### Указания и требования
Воспроизведите все записи, приведённые ниже, слово в слово. Изображения в ответ не включайте.
---------- Материал для задания
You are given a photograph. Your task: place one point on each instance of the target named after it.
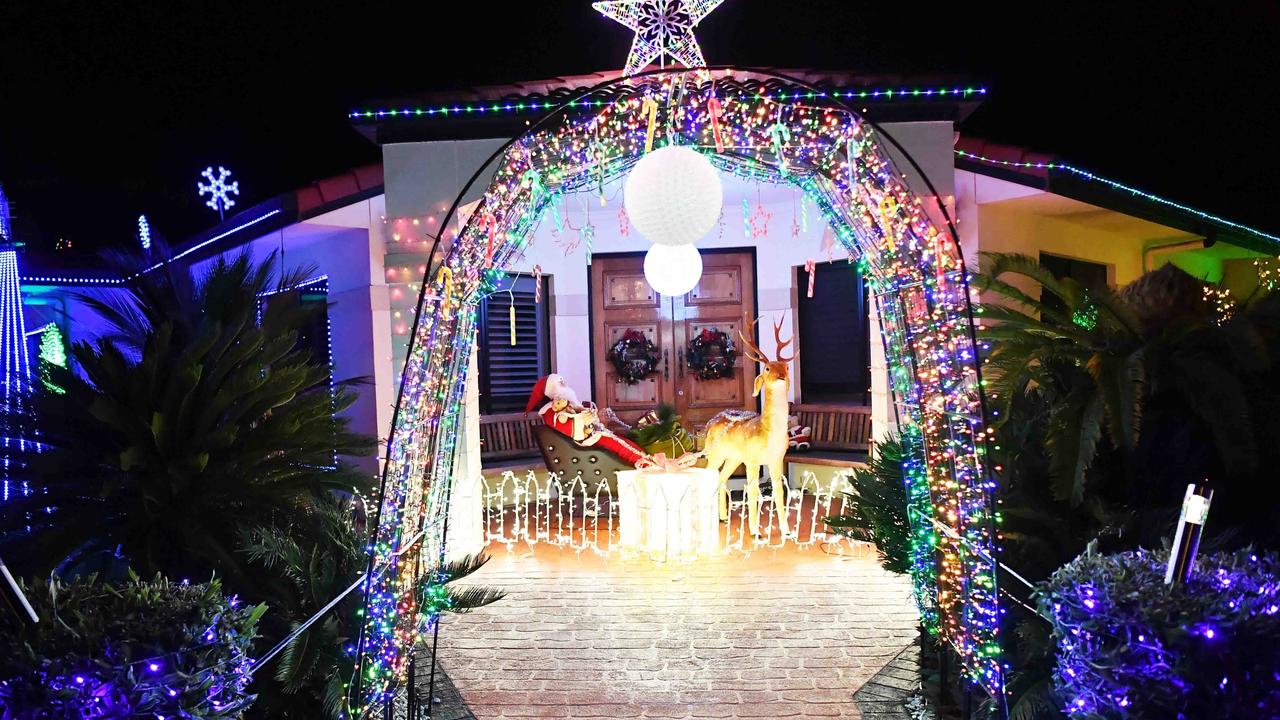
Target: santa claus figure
(560, 408)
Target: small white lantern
(672, 269)
(673, 196)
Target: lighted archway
(759, 127)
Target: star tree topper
(664, 28)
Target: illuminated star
(664, 28)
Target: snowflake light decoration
(144, 232)
(664, 28)
(219, 190)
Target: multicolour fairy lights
(544, 105)
(914, 270)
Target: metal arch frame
(570, 105)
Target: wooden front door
(622, 300)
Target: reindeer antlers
(782, 343)
(749, 347)
(753, 350)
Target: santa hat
(538, 396)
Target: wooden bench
(840, 434)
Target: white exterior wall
(777, 255)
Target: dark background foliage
(110, 636)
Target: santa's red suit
(566, 415)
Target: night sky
(112, 109)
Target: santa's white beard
(558, 390)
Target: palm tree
(1082, 349)
(199, 415)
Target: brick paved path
(791, 634)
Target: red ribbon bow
(659, 463)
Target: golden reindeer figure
(737, 437)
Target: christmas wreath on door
(634, 356)
(711, 354)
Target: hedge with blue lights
(144, 648)
(1130, 646)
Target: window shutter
(508, 372)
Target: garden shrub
(144, 648)
(1129, 646)
(876, 511)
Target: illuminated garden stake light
(218, 190)
(914, 272)
(144, 232)
(1191, 525)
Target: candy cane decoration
(446, 290)
(649, 108)
(598, 150)
(781, 133)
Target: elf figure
(562, 411)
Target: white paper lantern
(672, 269)
(673, 196)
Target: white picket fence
(551, 510)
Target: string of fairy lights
(915, 272)
(535, 105)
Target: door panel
(647, 393)
(621, 300)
--------------------
### Ответ на задание
You are given a photograph. Your task: place one point on each instance of the target named after it.
Target: santa claus figure
(560, 408)
Target: small white lantern
(672, 269)
(673, 196)
Target: lighted archway
(759, 127)
Target: star tree topper
(664, 28)
Target: illuminated star
(664, 28)
Target: snowflake light decoration
(144, 232)
(664, 28)
(219, 190)
Target: multicolour fairy lights
(544, 105)
(914, 270)
Target: metal arch frame
(570, 105)
Target: wooden front door
(622, 300)
Target: reindeer antlers
(782, 343)
(749, 347)
(753, 350)
Target: santa hat
(538, 396)
Target: wooden bench
(840, 434)
Target: white exterior wall
(777, 255)
Target: dark background foliage
(110, 636)
Target: santa's red suit
(566, 415)
Target: night sky
(112, 109)
Target: santa's white beard
(558, 390)
Target: palm tree
(1082, 349)
(199, 415)
Target: brick paved path
(791, 634)
Target: red ribbon bow
(659, 463)
Target: golden reindeer figure
(737, 437)
Target: christmas wreath on door
(634, 356)
(711, 354)
Target: hedge with blue lights
(144, 648)
(1130, 646)
Target: window shutter
(508, 372)
Target: garden shrub
(144, 648)
(1129, 646)
(876, 511)
Target: illuminated garden stake light
(218, 190)
(914, 272)
(144, 232)
(1191, 525)
Target: candy cane decoration
(446, 290)
(649, 108)
(598, 150)
(781, 133)
Target: elf figure
(562, 411)
Target: white paper lantern
(672, 269)
(673, 196)
Target: white picket fence
(551, 510)
Target: string of fairy lights
(915, 272)
(535, 105)
Target: door panel
(647, 393)
(621, 300)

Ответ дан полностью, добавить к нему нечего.